# START OF Supplied entries

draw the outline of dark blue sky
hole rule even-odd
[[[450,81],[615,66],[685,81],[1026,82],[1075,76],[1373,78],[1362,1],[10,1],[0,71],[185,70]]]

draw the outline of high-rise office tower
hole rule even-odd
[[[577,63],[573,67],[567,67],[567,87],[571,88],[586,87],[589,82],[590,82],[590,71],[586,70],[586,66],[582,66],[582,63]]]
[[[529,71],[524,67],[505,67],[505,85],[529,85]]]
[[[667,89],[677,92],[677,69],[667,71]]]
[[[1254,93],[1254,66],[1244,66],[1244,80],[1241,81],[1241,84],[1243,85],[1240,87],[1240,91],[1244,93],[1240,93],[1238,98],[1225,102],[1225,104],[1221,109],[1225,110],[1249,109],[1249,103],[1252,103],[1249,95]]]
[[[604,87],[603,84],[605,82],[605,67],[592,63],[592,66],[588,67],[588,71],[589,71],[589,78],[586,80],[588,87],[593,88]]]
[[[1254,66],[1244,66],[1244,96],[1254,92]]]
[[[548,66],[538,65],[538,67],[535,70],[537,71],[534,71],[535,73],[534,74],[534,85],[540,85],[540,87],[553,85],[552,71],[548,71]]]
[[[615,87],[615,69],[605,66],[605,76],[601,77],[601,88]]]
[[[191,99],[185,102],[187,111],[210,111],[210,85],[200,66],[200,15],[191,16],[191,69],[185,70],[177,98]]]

# END OF Supplied entries
# START OF Supplied entries

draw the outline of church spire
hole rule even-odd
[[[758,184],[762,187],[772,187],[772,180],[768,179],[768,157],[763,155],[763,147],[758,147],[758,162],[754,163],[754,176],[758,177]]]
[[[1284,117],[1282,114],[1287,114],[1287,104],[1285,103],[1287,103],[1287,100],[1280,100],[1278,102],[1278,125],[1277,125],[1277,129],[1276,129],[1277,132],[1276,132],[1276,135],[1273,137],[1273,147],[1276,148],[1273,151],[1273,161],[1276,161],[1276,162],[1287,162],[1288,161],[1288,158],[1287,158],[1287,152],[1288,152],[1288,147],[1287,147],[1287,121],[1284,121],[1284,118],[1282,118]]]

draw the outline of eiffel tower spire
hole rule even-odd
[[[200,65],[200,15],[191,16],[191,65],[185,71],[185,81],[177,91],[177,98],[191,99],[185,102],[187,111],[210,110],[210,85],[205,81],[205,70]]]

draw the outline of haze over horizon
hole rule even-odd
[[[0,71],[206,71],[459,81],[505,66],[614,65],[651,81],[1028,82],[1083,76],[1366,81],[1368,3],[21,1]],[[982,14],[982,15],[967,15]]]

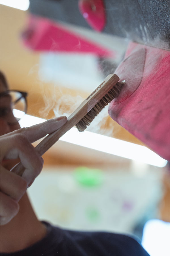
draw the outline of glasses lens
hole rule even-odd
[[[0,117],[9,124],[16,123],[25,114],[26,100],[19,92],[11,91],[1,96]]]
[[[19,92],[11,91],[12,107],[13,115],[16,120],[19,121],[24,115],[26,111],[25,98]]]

# END OF Supplied entries

§ **Task statement**
Tally the lines above that contain the string "spire", treating case as significant, and give only the number.

§ **Response to this task**
2